Some time ago I stopped following Maemo news. For me N900 became “just a phone” which I used for calls, checking email in crappy Modest, browsing web from time to time and to read Twitter (if any application for it works) or Facebook (by web browser cause there are no apps for it).

But recently I got one tweet which pointed me to “State of Maemo” post. For me it looks like Nokia decided to finally abandon sinking ship and leave Nokia N900 users alone. Qt will probably get some updates to show that they care about cross platform support. How many MeeGo Qt apps will work on Maemo5? No one knows probably but one thing is sure — they will have to be recompiled because Harmattan will be hard-float (confirmed by Nokia developer during UDS-N). But for rest community will have to care about.

OK, there was told that there are “ideas about opening various pieces of Maemo source code that are still closed” but what it will be? No one knows. I would like to get Calendar opened but when it will happen I will probably do not have N900 anymore…

And today I read total “please ignore our ,but ignored by us, platform” message:

Last week we spoke with Nokia. We were actively discouraged from developing for Maemo any further. There are lots of things we love about Maemo, including an awesome user community so we’re disappointed to see it EOL’d. It’s frustrating to have put so much effort into an app only to see the platform it’s on be terminated. Whether we reappear on MeeGo — the successor to Maemo — depends in part on Nokia. In the mean time, our conversation with Nokia has led us to deprioritize the update we were working on, though no final decision has been made yet as to whether or not it’ll ship. I’ll keep you posted.

Somebody wants to buy my N900? I am going to move to Android because this looks like a platform where OS vendor care at least on some of devices by providing system upgrades. And there are communities which provide updates for abandoned devices. And no, I do not plan to buy device running MeeGo — enough money spent on Nokia devices.

Is this the end of Maemo5?

22 thoughts on “Is this the end of Maemo5?

  • 7th December 2010 at 18:24

    I have very similar thoughts on this. While I love my N900 in general, I simply can’t bear with its clunkiness sometimes. I’ve recently bought cheap Android phone just for curiosity, put Froyo on it and it’s… making me cry (here’s why: ). Honestly, neverending wait for Harmattan is killing me and more days I wait, more I’m convinced to get myself HTC Desire Z and switch to Android altogether. And even if Harmattan gets released (say in 2017), I can’t be sure how good it would be and if it would boot happily on my N900. Too many question marks, too many doubts and this is straight route to loose your most faithful users, Nokia…

  • 7th December 2010 at 18:39

    I wonder if next time you will buy an iOS device.

    Why? Because while Maemo is worse than Android any time of the day android ecosystem is not without issues itself. I look forward to your posts about fractured developer community, fractured and often frozen firmware versions and finally fractured android market. The chaos of “freedom” to lock down, differentiate by crippling firmware and tying into operator-provided services that you cannot disable.

Given information =
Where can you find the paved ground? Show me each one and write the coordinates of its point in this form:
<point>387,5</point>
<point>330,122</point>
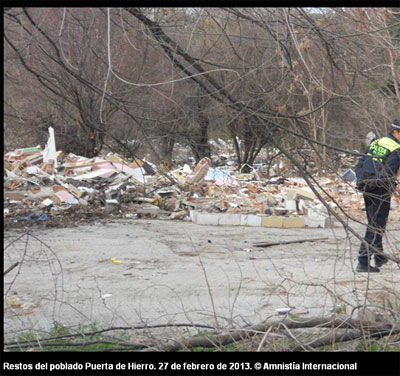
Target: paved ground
<point>179,272</point>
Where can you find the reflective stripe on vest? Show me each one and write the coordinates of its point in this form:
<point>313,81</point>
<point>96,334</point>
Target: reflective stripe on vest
<point>382,147</point>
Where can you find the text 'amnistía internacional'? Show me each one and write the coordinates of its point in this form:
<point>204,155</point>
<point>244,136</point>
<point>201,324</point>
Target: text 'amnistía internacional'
<point>310,366</point>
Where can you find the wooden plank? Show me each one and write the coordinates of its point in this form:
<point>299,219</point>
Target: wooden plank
<point>270,244</point>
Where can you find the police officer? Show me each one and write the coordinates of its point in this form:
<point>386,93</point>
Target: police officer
<point>376,178</point>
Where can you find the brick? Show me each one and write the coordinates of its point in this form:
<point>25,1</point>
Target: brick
<point>272,221</point>
<point>229,219</point>
<point>294,194</point>
<point>293,222</point>
<point>317,222</point>
<point>206,219</point>
<point>250,220</point>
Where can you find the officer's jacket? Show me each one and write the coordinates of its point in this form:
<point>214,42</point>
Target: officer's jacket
<point>381,161</point>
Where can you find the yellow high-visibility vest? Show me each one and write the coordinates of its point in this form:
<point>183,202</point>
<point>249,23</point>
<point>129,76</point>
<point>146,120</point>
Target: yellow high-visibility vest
<point>381,147</point>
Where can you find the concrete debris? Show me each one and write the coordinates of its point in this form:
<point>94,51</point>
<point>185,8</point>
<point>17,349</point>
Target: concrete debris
<point>46,186</point>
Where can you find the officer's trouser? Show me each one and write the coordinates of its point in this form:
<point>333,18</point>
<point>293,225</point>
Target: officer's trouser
<point>377,206</point>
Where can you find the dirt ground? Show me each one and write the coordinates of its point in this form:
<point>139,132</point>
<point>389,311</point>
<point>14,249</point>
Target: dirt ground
<point>179,272</point>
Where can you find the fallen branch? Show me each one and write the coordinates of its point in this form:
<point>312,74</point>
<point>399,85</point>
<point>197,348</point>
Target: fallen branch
<point>250,331</point>
<point>264,244</point>
<point>348,335</point>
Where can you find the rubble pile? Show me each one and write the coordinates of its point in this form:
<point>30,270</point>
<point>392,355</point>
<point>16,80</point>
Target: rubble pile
<point>45,186</point>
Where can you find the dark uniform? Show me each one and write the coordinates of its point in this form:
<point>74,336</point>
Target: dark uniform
<point>376,178</point>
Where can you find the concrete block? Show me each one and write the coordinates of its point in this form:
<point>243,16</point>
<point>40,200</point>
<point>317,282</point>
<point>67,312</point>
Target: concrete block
<point>291,205</point>
<point>250,220</point>
<point>206,219</point>
<point>229,219</point>
<point>317,222</point>
<point>294,194</point>
<point>272,221</point>
<point>293,222</point>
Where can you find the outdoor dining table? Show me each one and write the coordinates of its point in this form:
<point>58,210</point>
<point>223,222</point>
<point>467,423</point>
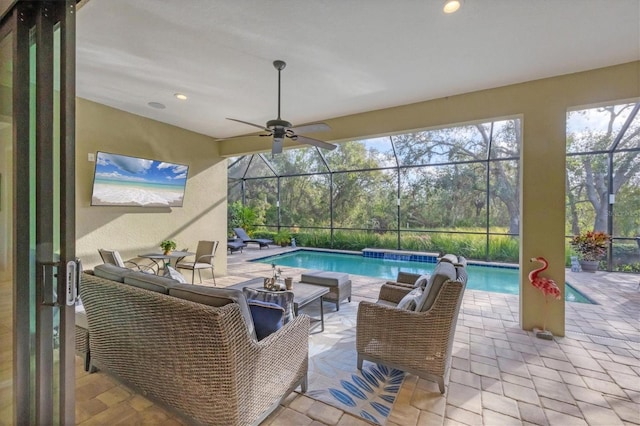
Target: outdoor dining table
<point>167,259</point>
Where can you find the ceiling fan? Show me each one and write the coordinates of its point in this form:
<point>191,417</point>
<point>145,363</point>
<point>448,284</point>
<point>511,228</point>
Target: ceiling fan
<point>281,129</point>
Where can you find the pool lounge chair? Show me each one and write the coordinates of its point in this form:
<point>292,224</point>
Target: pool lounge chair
<point>235,245</point>
<point>242,234</point>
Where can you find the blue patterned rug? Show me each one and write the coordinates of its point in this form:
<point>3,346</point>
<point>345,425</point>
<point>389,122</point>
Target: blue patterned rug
<point>333,374</point>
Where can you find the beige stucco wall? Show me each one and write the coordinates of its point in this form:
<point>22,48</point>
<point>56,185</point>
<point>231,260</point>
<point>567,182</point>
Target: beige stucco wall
<point>134,230</point>
<point>543,105</point>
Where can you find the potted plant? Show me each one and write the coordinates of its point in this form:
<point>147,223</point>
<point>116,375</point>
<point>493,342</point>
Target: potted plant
<point>283,237</point>
<point>167,246</point>
<point>591,247</point>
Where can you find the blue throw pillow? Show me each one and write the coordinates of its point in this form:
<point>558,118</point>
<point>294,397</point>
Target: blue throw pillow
<point>267,317</point>
<point>280,298</point>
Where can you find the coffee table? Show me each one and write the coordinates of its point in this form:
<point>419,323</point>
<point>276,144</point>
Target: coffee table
<point>303,294</point>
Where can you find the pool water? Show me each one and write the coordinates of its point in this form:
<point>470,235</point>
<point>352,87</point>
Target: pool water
<point>486,278</point>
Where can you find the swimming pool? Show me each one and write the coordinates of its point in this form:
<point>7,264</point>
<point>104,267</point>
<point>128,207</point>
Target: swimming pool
<point>486,278</point>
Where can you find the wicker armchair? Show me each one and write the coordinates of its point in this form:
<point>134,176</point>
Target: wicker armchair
<point>418,342</point>
<point>200,360</point>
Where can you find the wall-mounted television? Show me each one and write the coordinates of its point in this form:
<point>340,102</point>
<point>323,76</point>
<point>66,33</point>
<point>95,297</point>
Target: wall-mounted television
<point>120,180</point>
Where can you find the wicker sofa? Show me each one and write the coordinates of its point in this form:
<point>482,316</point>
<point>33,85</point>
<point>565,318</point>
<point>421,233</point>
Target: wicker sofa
<point>192,348</point>
<point>417,341</point>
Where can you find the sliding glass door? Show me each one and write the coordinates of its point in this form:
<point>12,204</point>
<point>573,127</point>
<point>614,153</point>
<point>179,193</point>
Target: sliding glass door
<point>38,272</point>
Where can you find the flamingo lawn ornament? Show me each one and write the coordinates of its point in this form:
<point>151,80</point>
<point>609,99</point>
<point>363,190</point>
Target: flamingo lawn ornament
<point>548,287</point>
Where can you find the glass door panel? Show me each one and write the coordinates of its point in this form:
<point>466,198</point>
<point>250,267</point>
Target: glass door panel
<point>6,228</point>
<point>37,217</point>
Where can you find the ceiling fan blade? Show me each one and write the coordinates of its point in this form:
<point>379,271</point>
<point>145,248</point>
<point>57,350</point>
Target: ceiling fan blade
<point>311,128</point>
<point>250,124</point>
<point>276,148</point>
<point>315,142</point>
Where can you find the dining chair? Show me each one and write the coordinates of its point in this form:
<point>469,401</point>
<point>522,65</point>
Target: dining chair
<point>205,254</point>
<point>113,257</point>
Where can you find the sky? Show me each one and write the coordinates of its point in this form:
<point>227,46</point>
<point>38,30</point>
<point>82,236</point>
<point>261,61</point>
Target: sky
<point>132,169</point>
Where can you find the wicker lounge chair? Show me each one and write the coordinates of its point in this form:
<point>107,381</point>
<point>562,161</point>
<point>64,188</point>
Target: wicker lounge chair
<point>205,255</point>
<point>420,341</point>
<point>242,234</point>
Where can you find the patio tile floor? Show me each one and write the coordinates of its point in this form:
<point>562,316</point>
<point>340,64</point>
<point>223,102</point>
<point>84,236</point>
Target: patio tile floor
<point>500,374</point>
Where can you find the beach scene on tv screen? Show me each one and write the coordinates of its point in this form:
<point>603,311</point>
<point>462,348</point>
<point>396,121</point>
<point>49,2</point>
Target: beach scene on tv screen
<point>121,180</point>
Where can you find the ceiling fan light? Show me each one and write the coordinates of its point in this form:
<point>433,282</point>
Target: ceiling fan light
<point>451,6</point>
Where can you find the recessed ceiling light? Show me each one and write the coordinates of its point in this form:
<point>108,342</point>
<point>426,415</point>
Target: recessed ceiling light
<point>451,6</point>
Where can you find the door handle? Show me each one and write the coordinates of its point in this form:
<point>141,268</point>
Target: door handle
<point>72,283</point>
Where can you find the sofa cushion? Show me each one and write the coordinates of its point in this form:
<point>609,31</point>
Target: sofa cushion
<point>217,297</point>
<point>267,317</point>
<point>409,302</point>
<point>444,271</point>
<point>170,272</point>
<point>150,282</point>
<point>280,298</point>
<point>111,272</point>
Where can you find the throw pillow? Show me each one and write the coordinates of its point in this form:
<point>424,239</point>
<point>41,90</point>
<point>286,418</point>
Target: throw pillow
<point>409,301</point>
<point>280,298</point>
<point>170,272</point>
<point>422,280</point>
<point>267,317</point>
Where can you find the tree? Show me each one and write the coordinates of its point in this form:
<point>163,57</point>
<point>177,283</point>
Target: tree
<point>592,134</point>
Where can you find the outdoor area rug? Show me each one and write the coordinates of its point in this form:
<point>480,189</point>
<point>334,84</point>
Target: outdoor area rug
<point>333,374</point>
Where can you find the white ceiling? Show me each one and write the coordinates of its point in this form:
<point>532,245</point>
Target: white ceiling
<point>343,56</point>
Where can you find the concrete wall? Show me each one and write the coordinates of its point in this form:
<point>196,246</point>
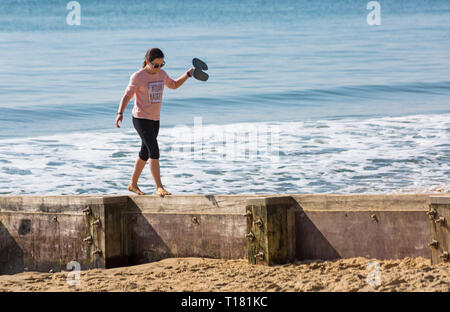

Tasks for this exercise =
**1)** Answer from the Maemo blog post:
(a) Which email application does the author use on the N900?
(b) Which closed part of Maemo does the author want opened?
(c) What platform does the author plan to move to?
**2)** Please carry on the Maemo blog post, starting right after its last sentence.
The items are separate material, apart from the Maemo blog post.

Responses for each task =
**1)**
(a) Modest
(b) Calendar
(c) Android

**2)**
    • 7th December 2010 at 18:41

      With Android you can at least rely on rich community that often provides alternative ROMs, apps etc. With iOS you’re pretty much closed to Apple’s choice. This is what puts me off iPhone.

    • 7th December 2010 at 22:16

      iOS does not give me options. All I would get is one system + apps + “you must have mswindows or macosx because of itunes”. With Android I will get a choice – custom “roms” (I hate that naming), alternative applications etc.

      And community which does not go like sheeps after guy in black golf…

  • 7th December 2010 at 19:22

    I really can understand that nokia abandons Gtk+/Hildon and maemo 5. They have to go forward. Maemo 5 was GREAT restart going forward as I see it 🙂

    But Gtk/Hildon was a deadend if they want more developers. Ofcourse Hildon is a great desktop but the API is kinda “broken”. The API framework seems to have alot of librarys and non documented stuff and U have to “hack” to if u want to access phone api, camera and sensorframework.

    With QTMobility/QtQuick they atleast fix those problems. And have a shared API with Symbian is good. And as far as I know QtMobility 1.1 is already supported on N900 even if its only beta. And with that we have access to camera, sensors etc…

    But now I really hope that they get the grip!! and continue development of Harmattan/Meego and release new HW ASAP!! it is the only solution if they want me and other techfreaks going with Nokia. Techpeople doesnt want Symbian!! Learn Nokia and listen!!!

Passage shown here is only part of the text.